● **Exercise requirements**: The records are to be reproduced verbatim.
Data section START
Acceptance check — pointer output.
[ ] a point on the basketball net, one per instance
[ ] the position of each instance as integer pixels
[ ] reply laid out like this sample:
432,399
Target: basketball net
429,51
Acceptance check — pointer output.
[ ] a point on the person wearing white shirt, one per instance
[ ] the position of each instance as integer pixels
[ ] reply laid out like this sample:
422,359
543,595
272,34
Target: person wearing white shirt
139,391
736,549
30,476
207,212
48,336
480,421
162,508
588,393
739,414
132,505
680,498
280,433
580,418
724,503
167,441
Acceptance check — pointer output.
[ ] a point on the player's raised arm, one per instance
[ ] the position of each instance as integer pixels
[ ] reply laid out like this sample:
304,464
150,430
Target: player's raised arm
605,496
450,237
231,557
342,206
Data section END
● **Reply to the task**:
Acceptance check — pointer output.
[ ] a point on the basketball net, one per instance
[ ] the position of each instance as integer pixels
[ ] reply laid out like this sample:
432,399
Target: basketball net
429,51
Acceptance check — pointer output.
[ ] a point on the person wearing white shirt, one per instance
[ ] the position of each instance as integer pixels
[ ] reply laid out like this sample:
422,359
543,595
272,34
Target: person wearing white shirt
139,391
736,549
30,476
207,212
48,336
480,421
162,508
588,393
739,414
132,505
680,498
280,433
580,418
724,503
167,441
Acceptance check — pointer output.
[ ] a point on the player's raised arm, one per instance
[ ] the position of each instance as integer pixels
[ ] reply laid out like this sample:
304,464
150,430
Target: player's raised arm
605,496
450,237
231,557
342,206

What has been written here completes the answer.